Task instructions:
1) In the post about bankers, which industry speculates on mortality?
2) Please repeat everything in the post about bankers from "The Wunch of" down to "speculate on mortality.".

Excerpt provided:
************
A Wunch Of Bankers
By Jerry Bullivant at Jun 27, 2009
Entfesselung des Unsinns...
...Unleashing the Nonsense.
In an infinitely plastic system that is a slave to some defunct economist, there is, as Starobinsky said, "an instinctive taste for the echo."
Day by day, the market parallels between the 1930s and the 2000s continue to agglomerate.
Nothing is learnt.
The Wunch of Bankers who pied-pipered us into this Depression are happily grabbing the few short-termist profits still available in what used to be a dysfunctionally operating globalised marketplace.
It is now no longer operating at all, of course.
As with the 30s, the architects of the catastrophe are consolidating their gains.
But this greed is best demonstrated not by the mainstream actions of the banks, the 'new' IMF, sovereign wealth funds or the battered hedge fund and private equity sectors, but in another place entirely.
And, you know what?
The exact same Ponzi matrix is, yet again, the substitute for dialectical reasoning.
The Life-Settlement industry speculate on mortality.
2 million "emerging sector" children are going to die as a result of this Depression.
So, wasn't it ever so?
Ah! But our system depends on pretence, the spectacle, the unreality; any linkages that engender cause and effect are buried beneath these hyperrealities.
Life-settlement on the other hand, in the words of Lifeline Program, suffers from "headline risk."
"We are waging in death futures" joked a speaker at a recent conference of these morbid marketeers.
************
Supplied information:
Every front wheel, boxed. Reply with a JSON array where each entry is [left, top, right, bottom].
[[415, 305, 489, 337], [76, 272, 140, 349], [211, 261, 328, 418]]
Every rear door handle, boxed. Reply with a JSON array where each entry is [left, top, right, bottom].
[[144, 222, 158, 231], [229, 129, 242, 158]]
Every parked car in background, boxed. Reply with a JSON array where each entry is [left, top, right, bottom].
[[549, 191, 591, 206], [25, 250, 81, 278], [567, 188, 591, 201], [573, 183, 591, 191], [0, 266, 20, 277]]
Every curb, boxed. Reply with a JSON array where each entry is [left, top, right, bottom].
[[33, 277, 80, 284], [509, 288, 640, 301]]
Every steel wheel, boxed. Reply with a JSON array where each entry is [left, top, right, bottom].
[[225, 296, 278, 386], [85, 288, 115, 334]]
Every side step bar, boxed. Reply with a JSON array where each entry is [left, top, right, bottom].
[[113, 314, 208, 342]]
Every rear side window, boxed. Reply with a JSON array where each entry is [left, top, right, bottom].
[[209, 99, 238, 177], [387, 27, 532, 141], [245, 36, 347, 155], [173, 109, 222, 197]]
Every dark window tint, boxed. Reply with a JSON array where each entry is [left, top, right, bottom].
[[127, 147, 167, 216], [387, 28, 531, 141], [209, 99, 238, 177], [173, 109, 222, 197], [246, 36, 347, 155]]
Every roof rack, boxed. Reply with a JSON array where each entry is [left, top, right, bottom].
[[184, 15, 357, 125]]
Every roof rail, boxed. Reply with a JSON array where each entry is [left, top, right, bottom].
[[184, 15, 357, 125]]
************
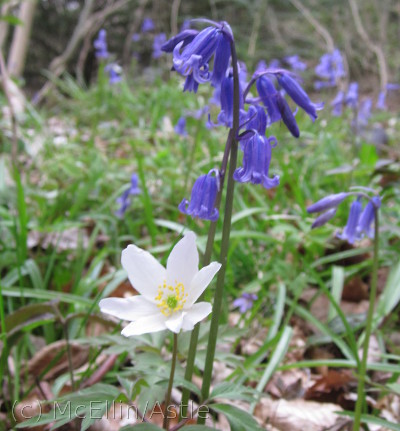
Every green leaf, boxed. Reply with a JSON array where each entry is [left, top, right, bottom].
************
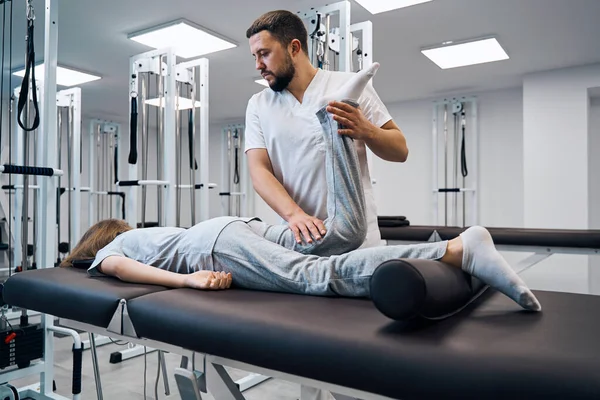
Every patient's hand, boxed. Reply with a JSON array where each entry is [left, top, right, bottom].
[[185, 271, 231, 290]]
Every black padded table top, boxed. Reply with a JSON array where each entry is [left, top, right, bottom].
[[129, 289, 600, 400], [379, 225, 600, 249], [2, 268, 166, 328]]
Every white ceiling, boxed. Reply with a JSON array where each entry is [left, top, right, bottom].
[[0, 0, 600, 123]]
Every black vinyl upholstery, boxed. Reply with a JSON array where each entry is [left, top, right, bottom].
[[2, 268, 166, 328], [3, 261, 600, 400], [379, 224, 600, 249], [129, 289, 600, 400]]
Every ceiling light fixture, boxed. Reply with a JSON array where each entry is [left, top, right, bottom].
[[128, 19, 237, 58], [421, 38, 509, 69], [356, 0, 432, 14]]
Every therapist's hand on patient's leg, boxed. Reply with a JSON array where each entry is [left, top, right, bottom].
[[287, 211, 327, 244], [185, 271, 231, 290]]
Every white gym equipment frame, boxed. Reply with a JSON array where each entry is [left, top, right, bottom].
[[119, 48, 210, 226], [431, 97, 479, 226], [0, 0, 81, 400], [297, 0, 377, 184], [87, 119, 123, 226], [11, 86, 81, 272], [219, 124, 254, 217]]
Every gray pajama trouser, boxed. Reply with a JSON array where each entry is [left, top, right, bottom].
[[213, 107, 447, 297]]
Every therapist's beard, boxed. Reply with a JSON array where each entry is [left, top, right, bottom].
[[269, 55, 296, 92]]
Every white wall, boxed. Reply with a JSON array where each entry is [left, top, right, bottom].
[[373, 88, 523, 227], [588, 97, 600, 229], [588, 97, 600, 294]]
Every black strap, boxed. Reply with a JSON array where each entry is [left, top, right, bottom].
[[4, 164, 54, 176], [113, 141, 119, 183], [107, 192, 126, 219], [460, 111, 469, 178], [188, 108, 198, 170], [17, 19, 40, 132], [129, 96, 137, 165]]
************
Solutions to each task:
1) The Life-Settlement industry.

2)
The Wunch of Bankers who pied-pipered us into this Depression are happily grabbing the few short-termist profits still available in what used to be a dysfunctionally operating globalised marketplace.
It is now no longer operating at all, of course.
As with the 30s, the architects of the catastrophe are consolidating their gains.
But this greed is best demonstrated not by the mainstream actions of the banks, the 'new' IMF, sovereign wealth funds or the battered hedge fund and private equity sectors, but in another place entirely.
And, you know what?
The exact same Ponzi matrix is, yet again, the substitute for dialectical reasoning.
The Life-Settlement industry speculate on mortality.